Fungsi pemeliharaan karyawan menyangkut kegiatan untuk memelihara kondisi fisik dan mental dari para karyawan, suatu kondisi yang akan diciptakan oleh penarikan karyawan yang baik, pengembangan, pemberian kompensasi dan integritas dan akan dilanjutkan dengan pemeliharaanya. Tetapi disamping itu perlu memberikan perhatian khusus terhadap usaha-usaha untuk memelihara kesehatan dan sikap karyawan. Program pelayanan karyawan membantu memelihara semangat (morale) karyawan. Tentu saja karena menyangkut masalah semangat kerja, masalah ini bisa kita masukkan dalam fungsi integrasi, yaitu untuk menciptakan karyawan yang bukan hanya mampu bekerja tetapi juga harus bisa bekerjasama. (Ranupandojo dan Husnan, 1993, p.267)
Berbagai bentuk program pelayanan karyawan dikelompokan menjadi tiga bagian, yaitu (Ranupandojo dan Husnan, 1993, p.267):
1. Yang menyangkut masalah ekonomi para karyawan.
2. Program rekreasi/hiburan.
3. Program penyediaan fasilitas bagi para karyawan.

____________

KETENTUAN LATIHAN:
Ke dalam kelompok apa saja program pelayanan karyawan dibagi menurut kutipan tentang pemeliharaan karyawan di atas? Sebutkan semuanya.

____________

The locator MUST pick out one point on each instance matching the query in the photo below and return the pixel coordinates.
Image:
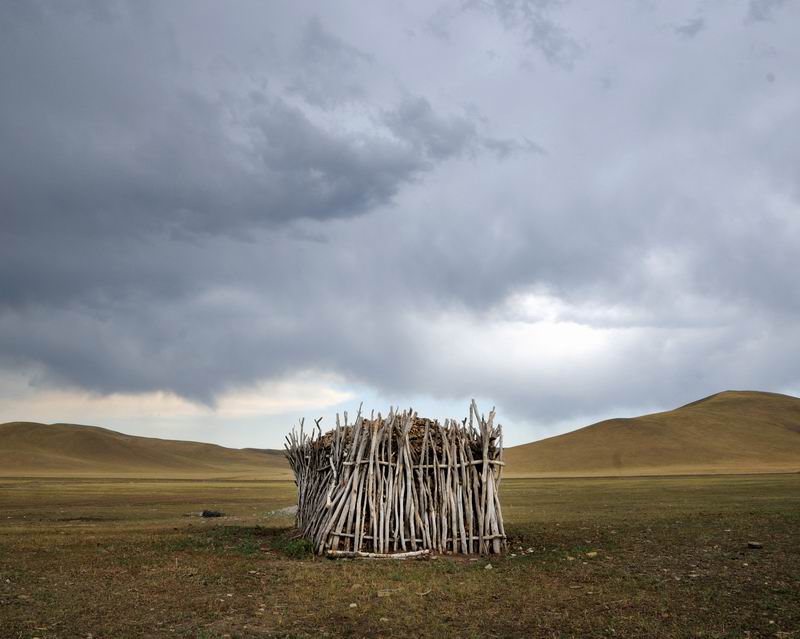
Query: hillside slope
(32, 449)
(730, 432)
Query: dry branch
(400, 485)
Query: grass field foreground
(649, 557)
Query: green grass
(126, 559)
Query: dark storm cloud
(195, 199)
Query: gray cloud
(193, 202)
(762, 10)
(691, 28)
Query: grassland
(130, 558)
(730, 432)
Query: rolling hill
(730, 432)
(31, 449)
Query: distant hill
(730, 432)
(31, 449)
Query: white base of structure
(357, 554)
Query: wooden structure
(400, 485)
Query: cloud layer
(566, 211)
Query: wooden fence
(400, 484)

____________

HASIL:
1. Yang menyangkut masalah ekonomi para karyawan
2. Program rekreasi/hiburan
3. Program penyediaan fasilitas bagi para karyawan